WORK INSTRUCTIONS: Go through the records and copy each line where the word "detect" occurs.

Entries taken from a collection
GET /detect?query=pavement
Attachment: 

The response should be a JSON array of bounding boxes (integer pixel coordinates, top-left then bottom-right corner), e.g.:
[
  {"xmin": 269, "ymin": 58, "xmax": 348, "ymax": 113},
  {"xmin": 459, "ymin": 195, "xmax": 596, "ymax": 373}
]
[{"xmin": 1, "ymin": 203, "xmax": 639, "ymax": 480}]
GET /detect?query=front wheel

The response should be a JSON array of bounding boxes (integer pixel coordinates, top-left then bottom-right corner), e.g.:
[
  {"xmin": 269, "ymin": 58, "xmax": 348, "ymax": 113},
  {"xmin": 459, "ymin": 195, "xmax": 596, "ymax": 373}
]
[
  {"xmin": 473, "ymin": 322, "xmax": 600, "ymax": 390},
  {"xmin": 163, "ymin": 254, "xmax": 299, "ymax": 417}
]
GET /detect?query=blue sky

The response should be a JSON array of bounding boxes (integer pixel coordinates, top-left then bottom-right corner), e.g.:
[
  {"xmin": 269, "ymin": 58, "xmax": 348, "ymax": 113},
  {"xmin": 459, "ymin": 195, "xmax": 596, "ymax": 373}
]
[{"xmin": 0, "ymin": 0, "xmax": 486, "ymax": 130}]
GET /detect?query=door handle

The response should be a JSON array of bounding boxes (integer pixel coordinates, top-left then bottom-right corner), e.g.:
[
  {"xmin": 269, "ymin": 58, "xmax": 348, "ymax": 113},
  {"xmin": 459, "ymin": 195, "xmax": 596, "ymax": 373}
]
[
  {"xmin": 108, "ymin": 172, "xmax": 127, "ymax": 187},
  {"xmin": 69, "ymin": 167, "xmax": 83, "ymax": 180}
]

==

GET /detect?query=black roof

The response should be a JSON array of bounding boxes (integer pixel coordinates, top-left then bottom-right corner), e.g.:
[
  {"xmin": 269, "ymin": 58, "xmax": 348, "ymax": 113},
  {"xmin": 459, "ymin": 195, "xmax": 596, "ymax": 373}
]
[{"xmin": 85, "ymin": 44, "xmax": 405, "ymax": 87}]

RESPONSE BOX:
GET /detect?query=pavement
GET /detect?query=front wheel
GET /detect?query=blue sky
GET /detect?query=door handle
GET /detect?query=black roof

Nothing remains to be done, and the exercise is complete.